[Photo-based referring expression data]
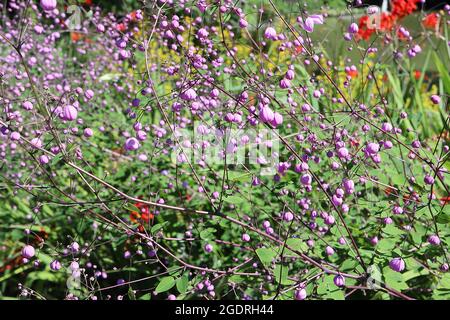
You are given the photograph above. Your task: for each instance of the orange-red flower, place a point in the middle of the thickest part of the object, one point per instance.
(431, 20)
(387, 22)
(402, 8)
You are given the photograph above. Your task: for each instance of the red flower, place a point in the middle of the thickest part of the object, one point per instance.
(121, 27)
(445, 200)
(431, 20)
(402, 8)
(387, 22)
(417, 74)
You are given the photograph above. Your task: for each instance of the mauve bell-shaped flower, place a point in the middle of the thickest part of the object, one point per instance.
(243, 23)
(55, 265)
(270, 33)
(202, 33)
(277, 119)
(89, 94)
(36, 143)
(339, 281)
(132, 144)
(27, 105)
(266, 114)
(353, 28)
(285, 83)
(435, 99)
(28, 252)
(434, 240)
(288, 216)
(189, 95)
(48, 5)
(300, 294)
(397, 264)
(70, 113)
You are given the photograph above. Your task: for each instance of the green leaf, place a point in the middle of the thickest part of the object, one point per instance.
(297, 244)
(266, 255)
(443, 218)
(234, 199)
(165, 284)
(281, 275)
(158, 227)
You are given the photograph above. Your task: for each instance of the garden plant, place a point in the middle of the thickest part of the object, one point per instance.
(224, 150)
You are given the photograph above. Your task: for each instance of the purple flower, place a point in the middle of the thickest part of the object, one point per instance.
(189, 95)
(243, 23)
(306, 179)
(266, 114)
(435, 99)
(372, 148)
(70, 113)
(55, 265)
(43, 159)
(270, 33)
(202, 33)
(89, 94)
(48, 5)
(88, 132)
(36, 143)
(277, 119)
(288, 216)
(353, 28)
(27, 105)
(434, 240)
(428, 179)
(285, 83)
(343, 153)
(132, 144)
(300, 294)
(397, 264)
(28, 252)
(329, 251)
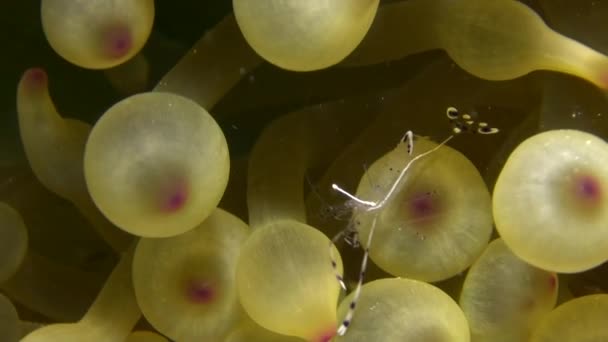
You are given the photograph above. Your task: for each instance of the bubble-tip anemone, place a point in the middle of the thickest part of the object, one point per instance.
(97, 34)
(578, 320)
(396, 309)
(504, 297)
(194, 274)
(550, 203)
(304, 35)
(436, 223)
(156, 164)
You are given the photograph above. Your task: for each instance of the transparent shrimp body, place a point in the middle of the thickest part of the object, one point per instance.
(437, 221)
(287, 283)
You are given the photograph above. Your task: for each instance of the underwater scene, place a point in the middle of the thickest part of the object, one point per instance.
(304, 170)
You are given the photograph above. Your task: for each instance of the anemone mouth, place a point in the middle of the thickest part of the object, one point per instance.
(117, 41)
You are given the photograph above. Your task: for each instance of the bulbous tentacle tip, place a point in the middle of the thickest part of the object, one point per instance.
(176, 199)
(201, 292)
(34, 79)
(588, 189)
(117, 41)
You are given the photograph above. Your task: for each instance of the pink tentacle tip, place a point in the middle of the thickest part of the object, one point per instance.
(118, 41)
(588, 189)
(200, 292)
(35, 78)
(176, 200)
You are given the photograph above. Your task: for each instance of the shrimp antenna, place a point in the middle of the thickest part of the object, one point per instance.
(460, 124)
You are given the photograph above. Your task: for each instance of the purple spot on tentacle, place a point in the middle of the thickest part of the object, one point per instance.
(117, 41)
(174, 197)
(588, 189)
(423, 205)
(200, 292)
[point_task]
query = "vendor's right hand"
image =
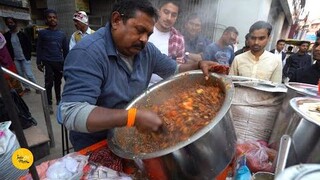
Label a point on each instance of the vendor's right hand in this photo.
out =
(147, 121)
(40, 67)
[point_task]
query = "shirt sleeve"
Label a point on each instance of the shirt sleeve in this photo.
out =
(72, 42)
(277, 73)
(39, 48)
(74, 115)
(65, 46)
(234, 67)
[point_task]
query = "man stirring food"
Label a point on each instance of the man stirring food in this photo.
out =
(106, 71)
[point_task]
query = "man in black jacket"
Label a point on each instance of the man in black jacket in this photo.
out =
(298, 60)
(310, 74)
(19, 47)
(279, 50)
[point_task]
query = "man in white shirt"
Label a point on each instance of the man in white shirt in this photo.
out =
(165, 37)
(258, 63)
(279, 50)
(80, 20)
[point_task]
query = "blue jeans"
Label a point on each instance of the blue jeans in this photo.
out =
(24, 70)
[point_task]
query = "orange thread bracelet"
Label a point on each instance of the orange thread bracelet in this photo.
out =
(131, 117)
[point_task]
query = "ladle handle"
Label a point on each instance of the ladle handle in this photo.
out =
(282, 157)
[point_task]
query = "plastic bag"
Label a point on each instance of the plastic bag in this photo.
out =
(259, 156)
(94, 171)
(68, 167)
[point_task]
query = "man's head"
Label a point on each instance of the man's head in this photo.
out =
(229, 36)
(259, 35)
(11, 23)
(280, 45)
(168, 14)
(51, 18)
(132, 23)
(80, 20)
(304, 46)
(316, 50)
(246, 43)
(193, 25)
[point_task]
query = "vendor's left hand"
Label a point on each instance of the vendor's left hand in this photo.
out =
(210, 66)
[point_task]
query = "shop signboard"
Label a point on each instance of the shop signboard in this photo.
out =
(82, 5)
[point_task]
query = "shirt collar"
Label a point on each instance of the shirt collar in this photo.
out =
(110, 46)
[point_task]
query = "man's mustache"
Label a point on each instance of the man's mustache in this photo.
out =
(139, 45)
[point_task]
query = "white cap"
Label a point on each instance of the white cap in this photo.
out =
(81, 16)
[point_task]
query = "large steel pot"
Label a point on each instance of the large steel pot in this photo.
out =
(205, 154)
(282, 121)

→ **WHAT TO WORK ON**
Apart from the images, the entries above must be returned without alteration.

→ **RESPONSE**
You are given the photograph above. Your task: for each instance of the orange-red flower, place a point in the middle of the thickest part of the object, one point per instance.
(431, 20)
(387, 22)
(402, 8)
You are given the photograph above. Your task: for each instance of the red flower, place a point in the middle of the thickest part of the object, one point per instance.
(121, 27)
(445, 200)
(431, 20)
(402, 8)
(387, 22)
(417, 74)
You are given the photograph above. Your task: for each instance of the mauve bell-shaped flower, place a point in the middle of the thickest part of the object, one point per instance.
(243, 23)
(55, 265)
(270, 33)
(202, 33)
(277, 119)
(89, 94)
(36, 143)
(339, 281)
(132, 144)
(27, 105)
(266, 114)
(353, 28)
(285, 83)
(435, 99)
(28, 252)
(434, 240)
(288, 216)
(189, 95)
(48, 5)
(300, 294)
(397, 264)
(70, 113)
You are given the photograph above. Your task: for each instance of the green leaf, place a point in the middle of the thickest part of the object, one point per instance.
(297, 244)
(266, 255)
(443, 218)
(234, 199)
(165, 284)
(281, 275)
(158, 227)
You are given the photograph above. Your task: for each instance of the garden plant, place a point in the middle of the thickest part of the object, one point per instance.
(224, 150)
You are given the photograph above. Your task: for each instance of the purple flower, place a point in the middle of the thickest part of the object, one point per instance.
(189, 95)
(243, 23)
(306, 179)
(266, 114)
(435, 99)
(372, 148)
(70, 113)
(55, 265)
(43, 159)
(270, 33)
(202, 33)
(89, 94)
(48, 5)
(88, 132)
(36, 143)
(277, 119)
(288, 216)
(353, 28)
(27, 105)
(434, 240)
(428, 179)
(285, 83)
(343, 153)
(132, 144)
(300, 294)
(397, 264)
(28, 252)
(329, 251)
You are given the photograph above. Your task: for each instance of the bubble-tip anemone, place a point in the middle of the thickest part of the object, one point per instance.
(97, 34)
(578, 320)
(396, 309)
(504, 297)
(194, 274)
(550, 203)
(304, 35)
(436, 223)
(156, 164)
You are given the photograph above. Your task: for each instance of the transparent shrimp body, place a point in the middle of the thickest part of the object, one point per instance.
(437, 221)
(287, 283)
You are given the photograph above. Your task: for each instance of the underwater scene, place a point in the middle of the thickest part of the object, one point per instance.
(304, 170)
You are given the photograph above. Your task: for each instance of the anemone mouth, place a point in the middle of the thickest part of the object, one point per instance.
(117, 41)
You are given the photograph above. Your task: for each instance of the bulbous tentacle tip, place a point in the middle of the thickest part of the object, one point per instance.
(176, 199)
(201, 292)
(34, 79)
(588, 189)
(117, 41)
You are given the photograph above. Your task: for each instance of the pink tentacle tip, place a point in the middle of the thickest part of the object, one point per instance.
(118, 41)
(588, 189)
(200, 292)
(35, 78)
(176, 200)
You are given the photograph above. Your task: for each instance of the shrimp antenna, place a point in the middle of the thickest part of the object, one point per instance.
(460, 124)
You are given the photograph above. Your task: for each instance of the purple spot on tentacle, place a point in the middle of the thickest part of the object, one point per instance.
(117, 41)
(174, 197)
(588, 189)
(423, 205)
(200, 292)
[point_task]
query = "vendor's right hand"
image =
Label a point on each instance of the vendor's right hand in this photo.
out =
(147, 121)
(40, 67)
[point_task]
query = "shirt sleeve"
Label a point on each instance of the shirt sleeve in this photo.
out =
(72, 42)
(277, 73)
(39, 48)
(74, 115)
(65, 46)
(234, 67)
[point_task]
query = "man stirring food"
Label a point on each instance of the man stirring food in this photo.
out =
(106, 71)
[point_task]
query = "man in black jacket"
Label a point on each instance of the man in black jacket in this photo.
out =
(298, 60)
(310, 74)
(19, 47)
(279, 50)
[point_task]
query = "man in white shirt"
Label a point on each instance of the man in white shirt in this photo.
out =
(165, 37)
(258, 63)
(279, 50)
(80, 20)
[point_task]
query = "blue jeans"
Label a point on each instance of the blue jeans in this photo.
out =
(24, 70)
[point_task]
query = "orange thread bracelet"
Label a point on each instance of the orange thread bracelet in this photo.
out =
(131, 117)
[point_task]
query = "ladle handle"
Label a point on each instance of the ladle handle in this photo.
out =
(282, 157)
[point_task]
query = "plastic bag"
Label a point on each instance of the plastic bag in this photo.
out =
(259, 156)
(94, 171)
(68, 167)
[point_task]
query = "man's head"
Label a point on each instance of the man's head in this photo.
out =
(229, 36)
(259, 35)
(11, 23)
(280, 45)
(168, 14)
(51, 18)
(132, 23)
(80, 20)
(304, 46)
(316, 50)
(246, 43)
(193, 25)
[point_task]
query = "vendor's left hand"
Label a point on each instance of the vendor's left hand in this photo.
out =
(210, 66)
[point_task]
query = "shop signboard"
Label a point on each instance of the shop signboard in this photo.
out =
(82, 5)
[point_task]
query = "shirt collar"
Label a point on each instance of the shirt collar in this photo.
out =
(110, 46)
[point_task]
query = "man's mustache"
Label a point on each instance of the man's mustache in this photo.
out =
(139, 45)
[point_task]
query = "white cap"
Label a point on each instance of the white cap in this photo.
out =
(81, 16)
[point_task]
query = "large steel pot"
Label a point on each instance of the large steel pot in this photo.
out =
(205, 154)
(282, 121)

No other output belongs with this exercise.